§ SHORT PROBLEM
According to the passage on Augusta's rental housing inspections, how many days does the city have to inspect the eight apartment buildings owned by Jim Pepin?

§ PASSAGE
However, Byron could not convince six councilors — the minimum needed to reconsider the ordinance — to join him in declaring it an emergency measure.

Stephen Langsdorf, city attorney, noted the city’s code enforcement and health office workers will already be busy this month inspecting other apartment buildings.

That is because earlier Thursday, in a court proceeding unrelated to the city’s new General Assistance housing inspection ordinance, a district court judge agreed to issue the city administrative search warrants to inspect eight apartment buildings owned by major local landlord Jim Pepin. The city has 45 days to do those inspections.

The ordinance was proposed in response to concerns about the safety of rental properties in Augusta. In the last year, the city has shut down 11 apartment buildings, and a floor of a 12th, for what city staff deemed serious safety code violations. The most recent was Thursday, when three families living at 196 Northern Ave. had to move out because the city declared the building, which lacked heat and hot water and had structural issues, unsafe.

Resident Gina Turcotte, the founder and president of the Maine Tenant’s Justice League, said she strongly supports the new ordinance.

“We understand, as human beings, the quality of our housing directly affects the quality of our existence, which directly affects the quality of our choices, which directly affects the quality of labor we’re able to give, which directly affects our ability to survive,” she said. “All those things are interconnected. We all share one thing. The need for safe, decent housing.”

§ DATASET CONTENT

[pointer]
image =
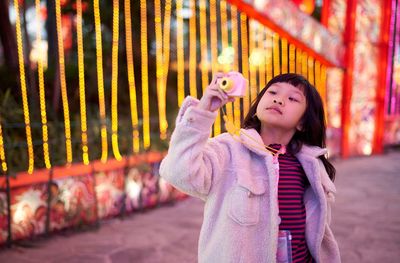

§ RESULT BELOW
45 days.